# DIRECTIVE 1:
Please count the lines in the rows below that contain the string "building", and reply with that number only.

# PAGE EXCERPT:
========================================================================
Databricks Community

dndeng · ‎10-16-2025

I am trying to find the cost per Task in each Job every time it was executed (daily) but currently getting very huge numbers due to duplicates, can someone help me ?

WITH workspace AS (
  SELECT
    account_id,
    workspace_id,
    workspace_name,
    workspace_url,
    status,
    workspace_name
  FROM system.access.workspaces_latest
),
usage_with_ws_filtered_by_date AS (
  SELECT
    u.*,
    w.workspace_name,
    w.workspace_url,
    w.workspace_full_name
  FROM system.billing.usage u
  INNER JOIN workspace w ON u.workspace_id = w.workspace_id
  WHERE u.billing_origin_product = 'JOBS'
    AND u.usage_date BETWEEN DATE_ADD(CURRENT_DATE(), -30) AND CURRENT_DATE()
========================================================================
[Detection examples]
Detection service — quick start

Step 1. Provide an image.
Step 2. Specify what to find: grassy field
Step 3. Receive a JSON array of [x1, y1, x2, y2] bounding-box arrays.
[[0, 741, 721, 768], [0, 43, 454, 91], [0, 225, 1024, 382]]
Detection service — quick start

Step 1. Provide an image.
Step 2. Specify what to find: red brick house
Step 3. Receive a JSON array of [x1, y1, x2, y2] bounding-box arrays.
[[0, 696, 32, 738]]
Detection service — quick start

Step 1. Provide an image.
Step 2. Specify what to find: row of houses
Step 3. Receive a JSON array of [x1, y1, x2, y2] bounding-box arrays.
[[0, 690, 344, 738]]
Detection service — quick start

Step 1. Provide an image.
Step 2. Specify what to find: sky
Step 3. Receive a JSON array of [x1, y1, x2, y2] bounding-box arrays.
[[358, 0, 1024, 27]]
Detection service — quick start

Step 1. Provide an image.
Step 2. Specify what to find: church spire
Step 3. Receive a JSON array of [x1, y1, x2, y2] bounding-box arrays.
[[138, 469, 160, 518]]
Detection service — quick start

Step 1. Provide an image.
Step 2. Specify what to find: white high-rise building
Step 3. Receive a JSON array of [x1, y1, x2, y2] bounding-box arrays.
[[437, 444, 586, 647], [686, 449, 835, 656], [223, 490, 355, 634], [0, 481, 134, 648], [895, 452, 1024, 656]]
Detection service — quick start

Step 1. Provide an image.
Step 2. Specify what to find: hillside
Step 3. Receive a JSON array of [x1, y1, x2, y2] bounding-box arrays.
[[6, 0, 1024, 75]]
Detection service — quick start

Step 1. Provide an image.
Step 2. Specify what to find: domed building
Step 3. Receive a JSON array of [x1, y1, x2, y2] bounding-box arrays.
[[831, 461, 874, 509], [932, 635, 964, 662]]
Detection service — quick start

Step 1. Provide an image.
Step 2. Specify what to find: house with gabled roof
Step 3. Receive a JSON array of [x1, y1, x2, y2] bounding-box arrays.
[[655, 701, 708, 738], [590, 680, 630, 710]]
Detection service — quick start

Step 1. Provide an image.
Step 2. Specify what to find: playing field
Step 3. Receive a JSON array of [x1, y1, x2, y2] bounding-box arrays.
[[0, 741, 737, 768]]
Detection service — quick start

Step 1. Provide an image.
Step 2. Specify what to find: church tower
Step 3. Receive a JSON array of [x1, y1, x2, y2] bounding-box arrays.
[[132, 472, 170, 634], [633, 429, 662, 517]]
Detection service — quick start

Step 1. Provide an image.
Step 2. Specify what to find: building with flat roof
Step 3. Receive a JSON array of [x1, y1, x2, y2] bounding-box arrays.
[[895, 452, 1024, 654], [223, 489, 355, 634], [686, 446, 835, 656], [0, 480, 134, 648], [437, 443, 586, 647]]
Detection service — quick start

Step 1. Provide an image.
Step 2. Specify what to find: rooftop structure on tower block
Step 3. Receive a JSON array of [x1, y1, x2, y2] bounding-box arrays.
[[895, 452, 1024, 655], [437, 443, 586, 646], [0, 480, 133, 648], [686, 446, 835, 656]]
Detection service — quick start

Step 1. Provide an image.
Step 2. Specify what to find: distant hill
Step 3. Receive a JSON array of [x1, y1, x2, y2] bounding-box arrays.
========================================================================
# DIRECTIVE 2:
Reproduce the passage of the forum post above that begins at the words "I am trying" and stops after "someone help me ?", keeping every character unchanged.

# WORKED SOLUTION 1:
3

# WORKED SOLUTION 2:
I am trying to find the cost per Task in each Job every time it was executed (daily) but currently getting very huge numbers due to duplicates, can someone help me ?